:: Data records ::

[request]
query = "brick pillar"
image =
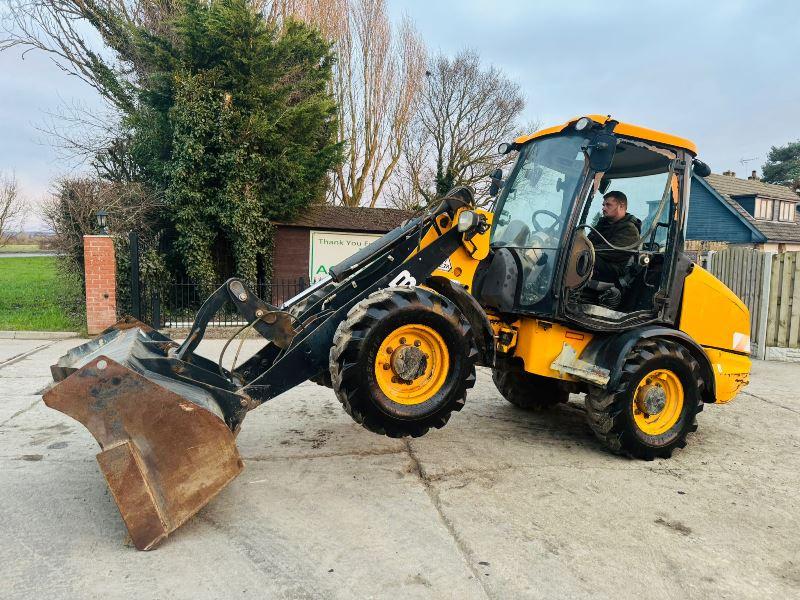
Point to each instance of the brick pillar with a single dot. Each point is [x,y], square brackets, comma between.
[101,282]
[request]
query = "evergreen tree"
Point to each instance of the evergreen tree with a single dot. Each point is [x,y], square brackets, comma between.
[235,124]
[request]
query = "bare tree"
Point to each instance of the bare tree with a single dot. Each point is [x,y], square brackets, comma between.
[377,84]
[71,212]
[11,209]
[466,111]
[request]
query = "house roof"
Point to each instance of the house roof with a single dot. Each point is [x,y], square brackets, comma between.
[733,186]
[729,188]
[349,218]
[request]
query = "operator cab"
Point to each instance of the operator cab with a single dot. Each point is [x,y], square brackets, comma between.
[545,242]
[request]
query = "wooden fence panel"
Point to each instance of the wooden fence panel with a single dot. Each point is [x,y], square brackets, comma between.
[783,318]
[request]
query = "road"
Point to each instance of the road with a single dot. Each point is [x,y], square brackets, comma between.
[499,504]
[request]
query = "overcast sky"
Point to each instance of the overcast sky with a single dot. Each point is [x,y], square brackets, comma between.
[723,74]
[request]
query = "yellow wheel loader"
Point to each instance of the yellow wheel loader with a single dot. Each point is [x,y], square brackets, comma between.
[398,328]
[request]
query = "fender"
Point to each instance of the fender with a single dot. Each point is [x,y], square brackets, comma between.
[610,352]
[472,311]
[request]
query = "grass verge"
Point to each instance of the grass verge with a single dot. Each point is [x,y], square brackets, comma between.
[20,248]
[36,296]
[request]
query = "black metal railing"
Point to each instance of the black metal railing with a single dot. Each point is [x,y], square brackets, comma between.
[178,305]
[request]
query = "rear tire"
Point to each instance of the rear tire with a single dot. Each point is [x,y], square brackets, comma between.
[620,419]
[374,339]
[527,390]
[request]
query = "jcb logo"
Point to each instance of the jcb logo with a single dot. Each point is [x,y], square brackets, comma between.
[403,278]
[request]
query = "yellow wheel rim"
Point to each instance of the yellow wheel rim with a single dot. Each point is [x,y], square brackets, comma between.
[422,348]
[658,402]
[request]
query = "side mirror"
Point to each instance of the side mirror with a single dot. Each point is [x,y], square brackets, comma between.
[601,151]
[700,168]
[497,182]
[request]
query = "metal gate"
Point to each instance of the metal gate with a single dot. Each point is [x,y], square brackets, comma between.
[175,302]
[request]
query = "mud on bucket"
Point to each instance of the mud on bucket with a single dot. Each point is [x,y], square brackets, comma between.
[164,426]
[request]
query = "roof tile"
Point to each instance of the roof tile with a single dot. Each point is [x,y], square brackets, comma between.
[731,187]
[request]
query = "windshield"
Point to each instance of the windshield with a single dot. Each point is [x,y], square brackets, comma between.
[535,204]
[539,192]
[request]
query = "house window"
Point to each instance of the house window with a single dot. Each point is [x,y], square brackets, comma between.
[787,211]
[775,210]
[764,209]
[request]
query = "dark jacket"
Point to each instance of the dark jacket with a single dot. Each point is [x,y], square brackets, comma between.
[622,233]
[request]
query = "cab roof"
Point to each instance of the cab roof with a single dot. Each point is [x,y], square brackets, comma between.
[626,129]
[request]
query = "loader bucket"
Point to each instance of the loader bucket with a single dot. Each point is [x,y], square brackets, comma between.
[166,447]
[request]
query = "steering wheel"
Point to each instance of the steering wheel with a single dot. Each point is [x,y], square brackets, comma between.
[538,227]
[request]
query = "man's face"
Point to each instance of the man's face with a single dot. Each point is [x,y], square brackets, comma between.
[612,209]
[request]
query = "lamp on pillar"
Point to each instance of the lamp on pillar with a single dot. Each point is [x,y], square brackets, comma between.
[101,221]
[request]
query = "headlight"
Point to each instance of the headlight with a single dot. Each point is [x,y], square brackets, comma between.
[467,220]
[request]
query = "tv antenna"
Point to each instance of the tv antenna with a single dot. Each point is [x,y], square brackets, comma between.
[744,161]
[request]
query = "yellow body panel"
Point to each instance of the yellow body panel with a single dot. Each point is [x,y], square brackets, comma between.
[731,373]
[540,342]
[625,129]
[464,261]
[719,321]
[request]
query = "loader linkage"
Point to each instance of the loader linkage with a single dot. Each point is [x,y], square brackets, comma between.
[166,418]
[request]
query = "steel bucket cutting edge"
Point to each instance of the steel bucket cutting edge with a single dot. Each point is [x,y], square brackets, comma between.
[166,448]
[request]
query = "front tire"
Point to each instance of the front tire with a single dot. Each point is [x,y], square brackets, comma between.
[402,361]
[655,405]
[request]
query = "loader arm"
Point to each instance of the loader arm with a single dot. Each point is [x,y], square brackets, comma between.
[166,418]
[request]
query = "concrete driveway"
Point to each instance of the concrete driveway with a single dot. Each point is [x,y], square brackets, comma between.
[498,504]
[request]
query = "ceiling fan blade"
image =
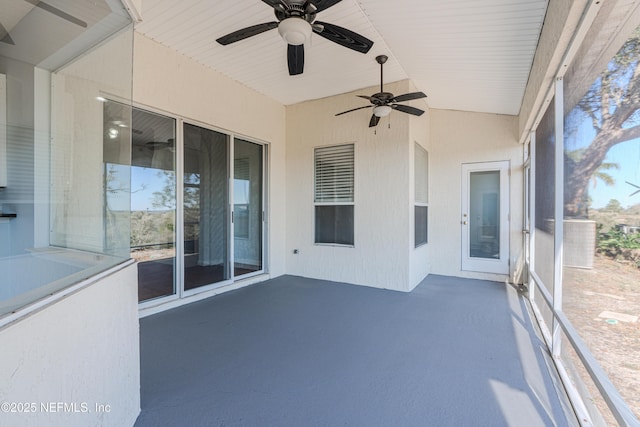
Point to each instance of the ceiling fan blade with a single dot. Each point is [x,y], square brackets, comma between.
[344,37]
[244,33]
[354,109]
[370,98]
[324,4]
[60,13]
[295,59]
[408,97]
[407,109]
[4,36]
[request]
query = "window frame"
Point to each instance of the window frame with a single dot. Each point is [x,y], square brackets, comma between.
[317,203]
[418,200]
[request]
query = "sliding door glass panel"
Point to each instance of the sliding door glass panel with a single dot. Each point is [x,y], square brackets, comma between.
[484,214]
[247,207]
[206,207]
[153,203]
[116,153]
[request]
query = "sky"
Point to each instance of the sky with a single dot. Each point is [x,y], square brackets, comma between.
[627,156]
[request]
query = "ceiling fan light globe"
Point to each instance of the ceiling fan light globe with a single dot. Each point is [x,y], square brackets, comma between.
[294,30]
[381,110]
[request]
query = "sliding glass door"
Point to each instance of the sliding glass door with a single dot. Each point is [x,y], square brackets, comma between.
[199,187]
[205,207]
[247,207]
[153,203]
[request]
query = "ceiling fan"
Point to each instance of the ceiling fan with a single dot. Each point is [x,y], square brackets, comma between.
[383,102]
[295,23]
[5,37]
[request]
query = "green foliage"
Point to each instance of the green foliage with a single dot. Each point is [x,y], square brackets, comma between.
[614,205]
[618,245]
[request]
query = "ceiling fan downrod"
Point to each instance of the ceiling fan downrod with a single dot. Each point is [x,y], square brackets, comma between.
[381,60]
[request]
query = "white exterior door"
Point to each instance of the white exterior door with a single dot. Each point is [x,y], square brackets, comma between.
[484,218]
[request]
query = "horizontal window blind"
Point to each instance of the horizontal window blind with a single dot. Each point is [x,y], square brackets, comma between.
[334,174]
[421,175]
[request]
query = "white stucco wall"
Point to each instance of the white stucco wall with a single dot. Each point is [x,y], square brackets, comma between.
[420,258]
[380,256]
[463,137]
[81,351]
[167,81]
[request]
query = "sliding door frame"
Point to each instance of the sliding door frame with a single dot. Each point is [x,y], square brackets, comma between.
[181,293]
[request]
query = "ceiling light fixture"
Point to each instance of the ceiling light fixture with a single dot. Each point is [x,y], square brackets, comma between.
[113,133]
[294,30]
[381,110]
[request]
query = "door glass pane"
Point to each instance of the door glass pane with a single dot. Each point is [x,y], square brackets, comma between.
[484,218]
[247,207]
[206,200]
[153,203]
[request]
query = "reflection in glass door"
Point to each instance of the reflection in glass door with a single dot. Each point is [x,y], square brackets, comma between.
[206,207]
[247,207]
[153,203]
[485,219]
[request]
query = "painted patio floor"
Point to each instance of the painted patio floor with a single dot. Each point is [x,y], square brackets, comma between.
[294,351]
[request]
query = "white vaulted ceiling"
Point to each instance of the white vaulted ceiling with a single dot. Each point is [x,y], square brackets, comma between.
[472,55]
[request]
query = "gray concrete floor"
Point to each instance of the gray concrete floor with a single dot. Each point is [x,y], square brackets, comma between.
[301,352]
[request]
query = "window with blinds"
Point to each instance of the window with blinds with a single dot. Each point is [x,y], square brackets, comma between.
[334,194]
[421,196]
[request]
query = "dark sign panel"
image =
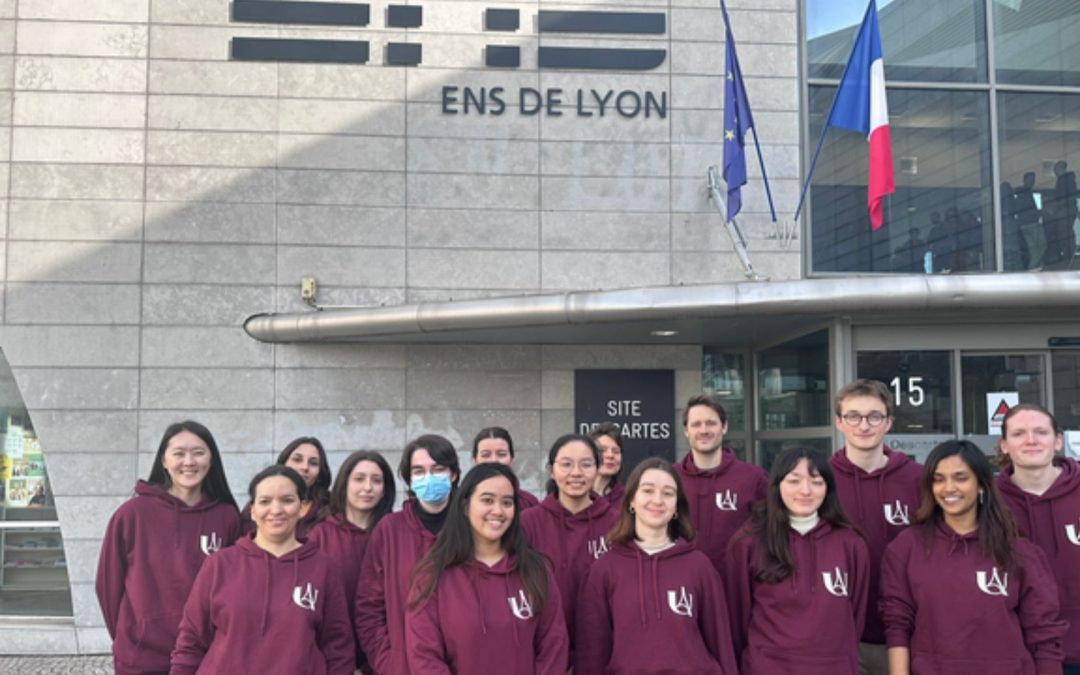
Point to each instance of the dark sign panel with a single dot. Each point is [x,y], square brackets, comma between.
[640,402]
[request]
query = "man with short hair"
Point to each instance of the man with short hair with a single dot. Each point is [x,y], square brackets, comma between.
[879,491]
[719,487]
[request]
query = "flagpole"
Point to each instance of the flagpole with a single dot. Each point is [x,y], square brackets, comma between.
[824,130]
[753,129]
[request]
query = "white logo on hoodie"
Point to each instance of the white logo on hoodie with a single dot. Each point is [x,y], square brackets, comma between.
[521,606]
[682,604]
[306,597]
[997,584]
[896,514]
[838,584]
[211,543]
[727,500]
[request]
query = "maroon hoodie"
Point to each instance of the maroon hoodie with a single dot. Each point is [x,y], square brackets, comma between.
[653,613]
[720,500]
[394,548]
[571,541]
[253,612]
[345,543]
[1052,522]
[809,623]
[944,599]
[152,550]
[881,504]
[307,522]
[478,620]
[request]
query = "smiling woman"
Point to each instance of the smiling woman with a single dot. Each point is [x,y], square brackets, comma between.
[483,566]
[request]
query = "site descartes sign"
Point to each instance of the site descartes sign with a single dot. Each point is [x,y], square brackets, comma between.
[640,402]
[499,25]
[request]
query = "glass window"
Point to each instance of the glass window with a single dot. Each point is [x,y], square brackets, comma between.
[769,449]
[1040,150]
[1037,41]
[922,40]
[723,379]
[921,387]
[793,383]
[939,219]
[983,375]
[34,579]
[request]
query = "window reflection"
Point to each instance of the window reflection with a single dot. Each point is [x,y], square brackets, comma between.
[939,219]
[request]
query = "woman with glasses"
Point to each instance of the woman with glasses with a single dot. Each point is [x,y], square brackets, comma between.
[797,576]
[484,599]
[571,523]
[429,467]
[960,591]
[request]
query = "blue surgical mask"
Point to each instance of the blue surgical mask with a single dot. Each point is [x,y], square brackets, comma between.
[432,488]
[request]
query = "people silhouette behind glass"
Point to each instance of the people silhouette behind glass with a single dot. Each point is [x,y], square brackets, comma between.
[1027,215]
[1016,253]
[1058,216]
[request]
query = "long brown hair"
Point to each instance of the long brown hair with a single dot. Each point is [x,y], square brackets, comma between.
[454,545]
[680,526]
[997,530]
[770,524]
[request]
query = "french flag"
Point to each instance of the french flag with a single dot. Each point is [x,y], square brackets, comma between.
[860,106]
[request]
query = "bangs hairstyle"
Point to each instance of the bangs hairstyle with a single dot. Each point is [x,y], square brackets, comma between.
[680,526]
[442,451]
[339,495]
[215,485]
[1003,459]
[874,389]
[558,445]
[321,489]
[454,545]
[997,530]
[493,432]
[278,470]
[770,523]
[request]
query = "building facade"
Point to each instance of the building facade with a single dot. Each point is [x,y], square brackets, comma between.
[490,201]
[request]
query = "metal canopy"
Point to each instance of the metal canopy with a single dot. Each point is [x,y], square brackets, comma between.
[732,313]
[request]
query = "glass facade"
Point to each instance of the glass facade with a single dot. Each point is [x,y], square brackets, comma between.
[956,208]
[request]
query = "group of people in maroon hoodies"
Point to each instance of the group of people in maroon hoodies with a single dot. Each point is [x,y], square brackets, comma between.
[860,563]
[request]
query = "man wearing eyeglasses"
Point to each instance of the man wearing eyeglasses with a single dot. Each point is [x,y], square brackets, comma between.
[878,489]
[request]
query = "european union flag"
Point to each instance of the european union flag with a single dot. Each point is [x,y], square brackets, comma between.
[737,121]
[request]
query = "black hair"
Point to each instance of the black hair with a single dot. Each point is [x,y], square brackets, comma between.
[215,485]
[455,543]
[321,489]
[770,523]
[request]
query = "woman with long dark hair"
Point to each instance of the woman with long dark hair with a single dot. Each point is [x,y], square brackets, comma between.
[570,524]
[363,493]
[484,601]
[653,604]
[797,576]
[270,604]
[156,543]
[494,444]
[960,592]
[307,458]
[430,469]
[608,439]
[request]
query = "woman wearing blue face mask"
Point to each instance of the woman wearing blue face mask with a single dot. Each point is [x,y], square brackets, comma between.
[430,470]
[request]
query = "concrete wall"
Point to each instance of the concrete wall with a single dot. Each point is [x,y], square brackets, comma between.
[156,193]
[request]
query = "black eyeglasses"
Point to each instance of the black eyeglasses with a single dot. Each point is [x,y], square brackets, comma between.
[854,419]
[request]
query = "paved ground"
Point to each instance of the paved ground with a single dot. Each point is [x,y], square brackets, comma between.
[56,665]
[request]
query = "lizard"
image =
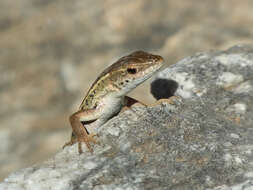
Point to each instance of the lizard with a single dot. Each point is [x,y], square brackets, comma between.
[107,95]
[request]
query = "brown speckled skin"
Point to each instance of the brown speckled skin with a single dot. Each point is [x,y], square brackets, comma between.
[107,95]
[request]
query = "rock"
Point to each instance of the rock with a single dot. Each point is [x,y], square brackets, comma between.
[200,139]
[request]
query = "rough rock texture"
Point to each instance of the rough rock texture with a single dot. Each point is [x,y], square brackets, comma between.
[201,139]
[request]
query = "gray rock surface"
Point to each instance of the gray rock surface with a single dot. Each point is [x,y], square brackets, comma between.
[200,139]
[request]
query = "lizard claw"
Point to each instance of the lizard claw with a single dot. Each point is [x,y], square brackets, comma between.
[86,139]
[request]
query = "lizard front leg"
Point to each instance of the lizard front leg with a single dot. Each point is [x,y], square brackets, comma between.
[80,134]
[129,102]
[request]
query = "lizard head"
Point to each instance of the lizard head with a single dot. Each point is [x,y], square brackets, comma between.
[133,69]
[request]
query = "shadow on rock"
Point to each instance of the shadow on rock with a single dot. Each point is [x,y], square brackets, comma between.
[163,88]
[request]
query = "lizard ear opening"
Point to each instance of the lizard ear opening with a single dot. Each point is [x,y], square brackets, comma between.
[132,70]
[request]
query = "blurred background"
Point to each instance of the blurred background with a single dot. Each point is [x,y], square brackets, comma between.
[52,51]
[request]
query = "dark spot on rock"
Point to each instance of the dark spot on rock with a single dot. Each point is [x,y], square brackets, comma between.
[163,88]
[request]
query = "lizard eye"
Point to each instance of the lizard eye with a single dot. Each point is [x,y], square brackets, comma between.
[131,70]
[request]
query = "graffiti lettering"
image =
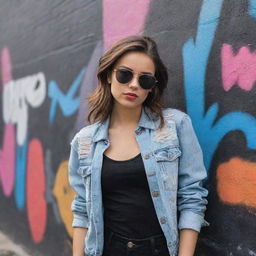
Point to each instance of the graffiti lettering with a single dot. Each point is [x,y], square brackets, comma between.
[17,95]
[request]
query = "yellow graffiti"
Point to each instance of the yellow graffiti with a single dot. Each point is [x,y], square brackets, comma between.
[64,195]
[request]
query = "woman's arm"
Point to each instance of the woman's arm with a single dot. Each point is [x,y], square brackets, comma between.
[80,217]
[78,241]
[188,239]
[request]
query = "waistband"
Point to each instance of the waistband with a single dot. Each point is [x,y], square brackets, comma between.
[152,239]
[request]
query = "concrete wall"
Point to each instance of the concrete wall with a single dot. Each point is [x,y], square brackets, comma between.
[49,53]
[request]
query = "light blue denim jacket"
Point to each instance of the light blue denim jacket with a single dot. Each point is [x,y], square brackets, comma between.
[174,168]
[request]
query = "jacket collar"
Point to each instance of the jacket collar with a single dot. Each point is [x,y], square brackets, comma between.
[147,120]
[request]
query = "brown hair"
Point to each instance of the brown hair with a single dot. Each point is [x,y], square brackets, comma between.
[101,101]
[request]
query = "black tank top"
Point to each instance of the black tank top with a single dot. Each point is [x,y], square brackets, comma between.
[128,206]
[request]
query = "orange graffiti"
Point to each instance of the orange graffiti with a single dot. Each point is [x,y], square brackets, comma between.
[64,196]
[236,182]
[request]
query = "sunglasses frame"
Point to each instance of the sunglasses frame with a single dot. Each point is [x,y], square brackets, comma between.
[133,73]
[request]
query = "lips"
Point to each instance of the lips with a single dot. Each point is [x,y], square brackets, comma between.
[131,94]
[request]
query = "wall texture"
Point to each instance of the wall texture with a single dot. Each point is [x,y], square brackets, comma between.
[49,53]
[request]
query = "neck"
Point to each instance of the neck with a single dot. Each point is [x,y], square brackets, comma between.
[125,117]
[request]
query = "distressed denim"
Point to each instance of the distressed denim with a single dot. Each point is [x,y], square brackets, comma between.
[174,168]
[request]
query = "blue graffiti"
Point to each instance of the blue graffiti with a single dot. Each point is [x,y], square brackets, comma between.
[67,102]
[252,8]
[20,177]
[195,57]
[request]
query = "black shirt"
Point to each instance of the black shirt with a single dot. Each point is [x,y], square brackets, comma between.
[128,206]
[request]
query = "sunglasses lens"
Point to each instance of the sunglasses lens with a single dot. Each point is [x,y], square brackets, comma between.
[147,81]
[123,76]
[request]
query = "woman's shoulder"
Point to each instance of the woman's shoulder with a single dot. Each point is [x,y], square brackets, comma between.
[85,134]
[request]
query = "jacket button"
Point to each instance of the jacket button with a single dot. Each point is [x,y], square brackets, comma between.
[146,156]
[155,194]
[138,132]
[130,244]
[162,220]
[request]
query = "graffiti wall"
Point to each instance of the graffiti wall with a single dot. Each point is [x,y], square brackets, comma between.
[49,55]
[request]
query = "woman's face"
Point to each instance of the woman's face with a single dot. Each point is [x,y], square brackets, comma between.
[131,94]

:::

State how many lines of the data above contain the string "speckled", giving only the number.

Written solution: 2